* [TASK DESCRIPTION]
Copy out each record that follows exactly, and omit any picture you find.

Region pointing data
══════

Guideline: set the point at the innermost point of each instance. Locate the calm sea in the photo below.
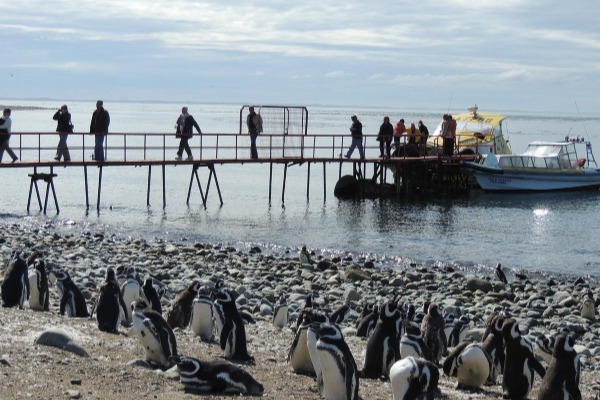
(555, 232)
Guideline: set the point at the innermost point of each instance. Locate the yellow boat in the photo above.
(476, 133)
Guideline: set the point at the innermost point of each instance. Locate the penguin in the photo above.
(233, 332)
(39, 298)
(202, 320)
(470, 364)
(432, 329)
(280, 315)
(110, 304)
(215, 377)
(180, 312)
(494, 347)
(413, 379)
(500, 274)
(152, 295)
(520, 362)
(562, 377)
(131, 290)
(155, 335)
(382, 346)
(15, 286)
(338, 368)
(72, 301)
(412, 344)
(298, 356)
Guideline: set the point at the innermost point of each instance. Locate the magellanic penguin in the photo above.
(338, 368)
(215, 377)
(413, 379)
(202, 320)
(299, 356)
(156, 336)
(233, 333)
(15, 286)
(39, 298)
(470, 364)
(180, 312)
(280, 314)
(383, 346)
(110, 304)
(520, 362)
(562, 376)
(72, 302)
(432, 329)
(494, 347)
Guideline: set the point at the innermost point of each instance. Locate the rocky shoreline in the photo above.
(541, 304)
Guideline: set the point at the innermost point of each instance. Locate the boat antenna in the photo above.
(582, 122)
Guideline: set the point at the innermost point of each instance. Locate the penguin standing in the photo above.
(412, 379)
(432, 329)
(39, 298)
(180, 312)
(383, 347)
(470, 364)
(202, 321)
(15, 286)
(72, 301)
(110, 304)
(338, 368)
(562, 377)
(280, 315)
(156, 336)
(520, 362)
(233, 333)
(215, 377)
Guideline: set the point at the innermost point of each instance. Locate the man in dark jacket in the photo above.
(99, 127)
(186, 124)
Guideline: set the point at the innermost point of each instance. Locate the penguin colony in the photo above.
(403, 345)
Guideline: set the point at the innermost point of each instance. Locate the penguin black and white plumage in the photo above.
(180, 312)
(280, 314)
(470, 364)
(562, 376)
(412, 344)
(202, 320)
(382, 347)
(413, 379)
(15, 286)
(338, 368)
(110, 304)
(151, 295)
(131, 291)
(155, 335)
(215, 377)
(233, 333)
(520, 362)
(494, 347)
(299, 356)
(72, 301)
(39, 297)
(432, 329)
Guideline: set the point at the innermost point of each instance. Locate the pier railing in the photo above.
(40, 147)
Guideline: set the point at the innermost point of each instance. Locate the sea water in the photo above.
(550, 232)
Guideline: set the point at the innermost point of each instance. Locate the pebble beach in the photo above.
(541, 303)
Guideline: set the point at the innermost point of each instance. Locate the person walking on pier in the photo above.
(384, 137)
(99, 127)
(186, 124)
(254, 123)
(63, 127)
(356, 133)
(5, 127)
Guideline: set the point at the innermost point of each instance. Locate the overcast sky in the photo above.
(507, 55)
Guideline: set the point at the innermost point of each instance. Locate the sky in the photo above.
(536, 55)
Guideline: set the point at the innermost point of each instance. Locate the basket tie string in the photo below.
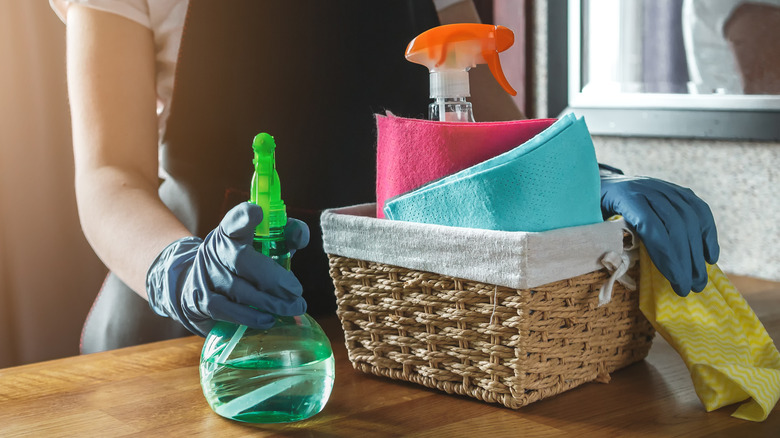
(618, 265)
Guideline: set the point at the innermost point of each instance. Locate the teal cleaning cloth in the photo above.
(551, 181)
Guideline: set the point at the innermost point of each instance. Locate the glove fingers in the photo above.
(667, 248)
(264, 274)
(222, 309)
(691, 234)
(240, 222)
(709, 232)
(244, 292)
(297, 234)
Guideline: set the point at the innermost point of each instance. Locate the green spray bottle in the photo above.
(281, 374)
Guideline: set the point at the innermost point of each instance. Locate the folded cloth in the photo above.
(413, 152)
(551, 181)
(517, 260)
(728, 352)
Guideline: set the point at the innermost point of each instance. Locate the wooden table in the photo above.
(153, 390)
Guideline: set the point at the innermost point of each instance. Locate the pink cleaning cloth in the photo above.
(413, 152)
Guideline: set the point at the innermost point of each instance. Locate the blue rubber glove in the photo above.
(675, 225)
(198, 281)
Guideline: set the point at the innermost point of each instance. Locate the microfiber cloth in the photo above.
(727, 350)
(413, 152)
(551, 181)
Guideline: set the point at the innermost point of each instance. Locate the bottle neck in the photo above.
(450, 109)
(274, 245)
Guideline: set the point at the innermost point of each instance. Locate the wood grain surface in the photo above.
(153, 390)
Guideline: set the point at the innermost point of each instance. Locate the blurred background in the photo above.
(48, 273)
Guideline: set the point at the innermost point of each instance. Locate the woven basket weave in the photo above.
(493, 343)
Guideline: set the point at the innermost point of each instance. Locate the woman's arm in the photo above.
(490, 101)
(111, 84)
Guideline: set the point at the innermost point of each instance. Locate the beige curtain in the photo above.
(48, 273)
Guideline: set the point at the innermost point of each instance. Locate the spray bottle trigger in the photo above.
(494, 63)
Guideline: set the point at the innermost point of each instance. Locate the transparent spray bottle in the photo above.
(281, 374)
(449, 52)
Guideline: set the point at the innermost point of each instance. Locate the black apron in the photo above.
(310, 73)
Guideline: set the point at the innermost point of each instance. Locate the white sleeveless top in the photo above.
(166, 20)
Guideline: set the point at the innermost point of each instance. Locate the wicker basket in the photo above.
(493, 343)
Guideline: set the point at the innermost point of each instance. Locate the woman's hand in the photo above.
(222, 277)
(675, 225)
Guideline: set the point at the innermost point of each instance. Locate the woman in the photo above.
(311, 74)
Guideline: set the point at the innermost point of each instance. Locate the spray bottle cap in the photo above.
(449, 51)
(266, 190)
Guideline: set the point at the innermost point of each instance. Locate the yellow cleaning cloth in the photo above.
(727, 350)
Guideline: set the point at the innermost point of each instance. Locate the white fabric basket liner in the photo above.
(519, 260)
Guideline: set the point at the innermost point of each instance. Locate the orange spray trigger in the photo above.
(449, 51)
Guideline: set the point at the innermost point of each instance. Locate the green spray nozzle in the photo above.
(266, 190)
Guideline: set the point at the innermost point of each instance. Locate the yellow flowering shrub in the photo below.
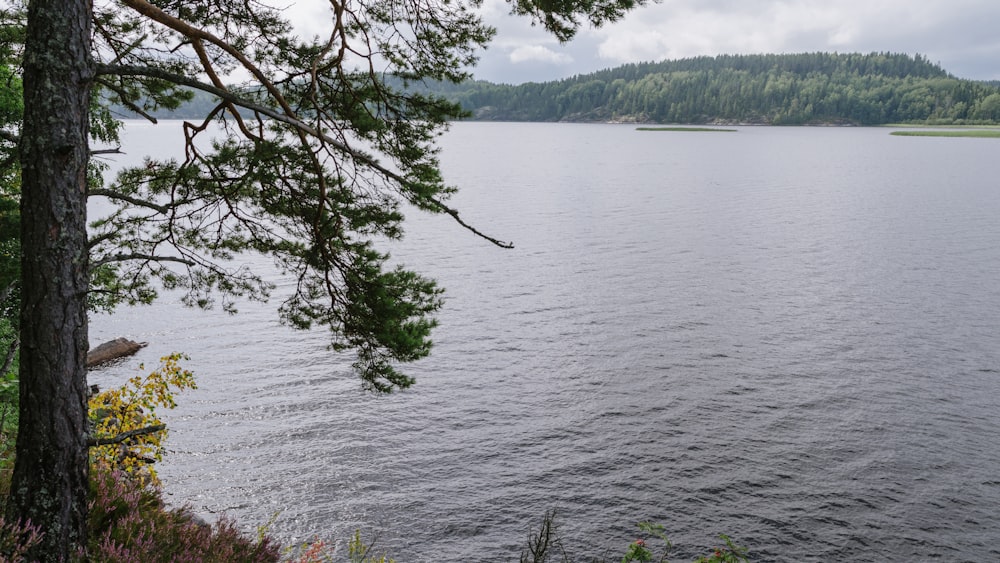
(126, 432)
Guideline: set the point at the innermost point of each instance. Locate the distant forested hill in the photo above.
(863, 89)
(809, 88)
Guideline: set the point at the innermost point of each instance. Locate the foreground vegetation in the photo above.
(128, 521)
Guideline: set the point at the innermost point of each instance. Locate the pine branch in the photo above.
(111, 194)
(147, 257)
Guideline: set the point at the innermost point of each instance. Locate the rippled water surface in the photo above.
(789, 335)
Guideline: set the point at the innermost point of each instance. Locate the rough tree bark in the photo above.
(49, 485)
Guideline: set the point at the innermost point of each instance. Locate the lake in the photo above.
(788, 335)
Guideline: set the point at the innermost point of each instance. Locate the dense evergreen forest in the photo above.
(797, 89)
(811, 88)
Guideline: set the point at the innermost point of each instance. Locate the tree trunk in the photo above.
(49, 485)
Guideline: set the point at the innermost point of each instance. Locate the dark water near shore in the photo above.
(788, 335)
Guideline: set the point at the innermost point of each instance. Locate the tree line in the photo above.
(792, 89)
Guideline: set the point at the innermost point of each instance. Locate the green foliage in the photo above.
(131, 409)
(131, 524)
(792, 89)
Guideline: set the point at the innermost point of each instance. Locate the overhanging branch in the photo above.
(111, 194)
(302, 126)
(146, 257)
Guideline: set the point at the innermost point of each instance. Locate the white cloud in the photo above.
(538, 53)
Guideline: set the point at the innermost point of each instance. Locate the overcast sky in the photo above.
(962, 35)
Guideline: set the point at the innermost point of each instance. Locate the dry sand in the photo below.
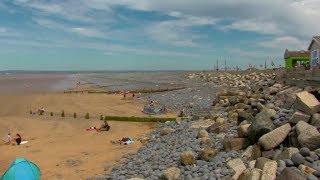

══════

* [ANSWER]
Guideline: set the point at the innermost point of each instance. Locate the calm sea in the photo below.
(555, 232)
Guideline: set the point at the innermost point of each instance. Locate the yellow boat in the photo above.
(476, 133)
Guideline: set the point at the innermost point of each instance. Locate the penguin in the photo above.
(233, 332)
(39, 298)
(202, 320)
(470, 364)
(432, 329)
(280, 315)
(110, 304)
(215, 377)
(180, 312)
(494, 347)
(413, 379)
(500, 274)
(152, 295)
(520, 362)
(562, 377)
(131, 290)
(155, 335)
(382, 346)
(15, 286)
(338, 368)
(72, 301)
(412, 344)
(298, 356)
Guideline: set the point at the innermost point of each instance. Locate the magellanic penguin in the photo above.
(338, 368)
(215, 377)
(413, 379)
(202, 320)
(299, 356)
(156, 336)
(233, 333)
(15, 286)
(39, 298)
(470, 364)
(180, 312)
(280, 314)
(383, 346)
(110, 304)
(520, 362)
(562, 376)
(72, 302)
(432, 329)
(494, 347)
Guideline: set the point at the innermost point of each instance. Locate the rocky shoreline in the photo above.
(541, 304)
Guideline: set the point at the innermost point of each instance. Locate the boat antenna in the photo above.
(582, 122)
Guideline: set the point at the innermost point of each instance. Locate the penguin standing in the photo above.
(412, 379)
(432, 329)
(39, 298)
(180, 312)
(383, 347)
(470, 364)
(202, 321)
(15, 286)
(72, 301)
(110, 304)
(338, 368)
(562, 377)
(280, 315)
(156, 336)
(520, 362)
(233, 333)
(215, 377)
Guideline: set the point at the innermost point of each instance. Locate the man in dark jacket in the photo above.
(99, 127)
(186, 124)
Guideline: set the point at the innermost point of each instance. Locate the penguin colony in the photo above.
(403, 345)
Guideline: set the point at the innermost point of each instance. Locate the penguin black and white plumage in the photo above.
(180, 312)
(280, 314)
(470, 364)
(562, 376)
(412, 344)
(202, 320)
(382, 347)
(413, 379)
(15, 286)
(338, 368)
(110, 304)
(151, 295)
(131, 291)
(155, 335)
(215, 377)
(233, 333)
(520, 362)
(494, 347)
(299, 356)
(72, 301)
(39, 297)
(432, 329)
Guideline: set the point at the innermost point of each instance. Locate the pier railing in the photo above.
(40, 147)
Guideline: set the point at the innermost point of each instance. Locate the sea water in the photo above.
(550, 232)
Guideline: set the point at the innermost point of each instance. Locate the pebble beach in the photo above.
(541, 303)
Guideline: set the point at the innermost point of each instance. Locate the person walking on pier in the photo above.
(384, 137)
(99, 127)
(186, 124)
(254, 123)
(63, 127)
(356, 133)
(5, 127)
Guideline: set the point at the innermost point of each instance. Locate the overcast sky in the photo above.
(507, 55)
Guideline: set the point at the innermost point of each instance. Locate the sky in the photo above.
(536, 55)
Guideline: set the point at the innermost point of each instance. Locate the basket tie string in the photo below.
(618, 265)
Guideline: set the point at the innermost point of each instance. Locate the teal cleaning cloth in the photo above.
(551, 181)
Guideline: set the point at the innermost point of each instance. Locate the glove fingers in the photo above.
(667, 248)
(264, 274)
(222, 309)
(691, 234)
(240, 222)
(709, 232)
(244, 292)
(297, 234)
Guideline: set the point at the innermost point of each instance. Locate the green spray bottle in the photo above.
(281, 374)
Guideline: set the point at the innermost point of each instance. Locate the folded cloth in the photo above.
(413, 152)
(551, 181)
(517, 260)
(728, 352)
Guideline: set the point at the innermost point of each instance. Locate the wooden table in the photo above.
(153, 390)
Guideline: set the point at the innermost point of each instance. Locate the pink cleaning cloth in the photo above.
(413, 152)
Guideline: set the point at the innermost point of each instance. Locate the blue rubber glove in the photo above.
(675, 225)
(198, 281)
Guideline: set the point at the innermost point of each instance. Locate the microfiber cloth in the photo above.
(727, 350)
(413, 152)
(551, 181)
Guideline: set the point at the innermost point of each instance. Locate the bottle neck in the photo above.
(450, 109)
(274, 245)
Guideline: set the point at the innermost point of each instance. Locate the wood grain surface in the photo above.
(153, 390)
Guideline: set the point at the innermost point of each instance. Locate the blurred background in the photo above.
(48, 273)
Guideline: set the point at the innermost point of each instance. Locate the woven basket weave in the photo above.
(493, 343)
Guideline: set the point at the innermost point of each instance. Locate the woman's arm in the photo above.
(490, 101)
(111, 84)
Guideline: set the point at the innermost point of each instance. Locate the beige curtain in the photo above.
(48, 273)
Guideline: set the point at the innermost point of each instance. Locate the spray bottle trigger in the photo above.
(494, 63)
Guideline: set the point at the innermost point of each instance. Locate the transparent spray bottle in the photo above.
(281, 374)
(449, 52)
Guideline: set the point at the innermost point of each instance. Locate the black apron in the photo above.
(310, 73)
Guideline: set the point at the innermost point of each instance. Locate the white sleeveless top in the photo above.
(166, 20)
Guideline: set the point at the innermost point of each instance. Locate the wicker basket in the photo above.
(493, 343)
Guideline: set the point at the innermost point of each instance. Locate the woman's hand in the photo above.
(222, 277)
(675, 225)
Guideline: set the point at the innermost point of each instance. Locate the woman in the photo above.
(311, 74)
Guideline: set the point at the innermost point of each instance. Locate the spray bottle cap in the photo above.
(449, 51)
(266, 190)
Guideline: set the point at the innermost point of each instance. Locate the yellow cleaning cloth in the photo above.
(727, 350)
Guideline: set the point at the innermost point of each instance. Locate the white fabric basket liner in the photo above.
(519, 260)
Guideline: set the point at the innermost point of each instance. Locate the orange spray trigger in the photo above.
(449, 51)
Guideline: set the point at the innermost point of each instance. Locate the green spray nozzle in the photo above.
(266, 190)
Guideline: set the point at the innermost point of each instance. Locate the yellow flowering shrub in the photo below.
(126, 432)
Guideline: set the point at the innermost point of each instance. Locate the distant forested hill in the photo above.
(863, 89)
(809, 88)
Guideline: set the point at the innermost point of each instance. Locate the foreground vegetation in the photo above.
(128, 521)
Guideline: set the point at the innermost point of each instance. Locate the pine branch in the photo above.
(111, 194)
(147, 257)
Guideline: set the point at the innermost point of each instance. Locate the rippled water surface in the photo above.
(789, 335)
Guideline: set the point at the innermost point of each instance. Locate the rough tree bark in the photo above.
(49, 485)
Guideline: set the point at the innermost point of each instance. Locate the lake in the photo above.
(788, 335)
Guideline: set the point at the innermost point of each instance. Locate the dense evergreen forest in the photo above.
(797, 89)
(811, 88)
Guideline: set the point at the innermost point of each instance. Locate the tree trunk in the photo above.
(49, 485)
Guideline: set the point at the innermost point of each instance. Locate the dark water near shore in the photo above.
(788, 335)
Guideline: set the point at the innermost point of each instance. Locate the tree line in the photo above.
(792, 89)
Guideline: set the point at the innermost point of each instance. Locate the green foliage in the photo above.
(131, 409)
(131, 524)
(792, 89)
Guideline: set the point at the innermost point of each instance. Locate the overhanging branch in the photo above.
(111, 194)
(302, 126)
(146, 257)
Guideline: set the point at the innermost point of each instance. Locate the white cloud in the photo above.
(538, 53)
Guideline: set the point at the innermost point of each instance. Locate the overcast sky in the photo above.
(962, 35)
Guideline: set the point at the innermost point of each instance. Locate the dry sand in the photo below.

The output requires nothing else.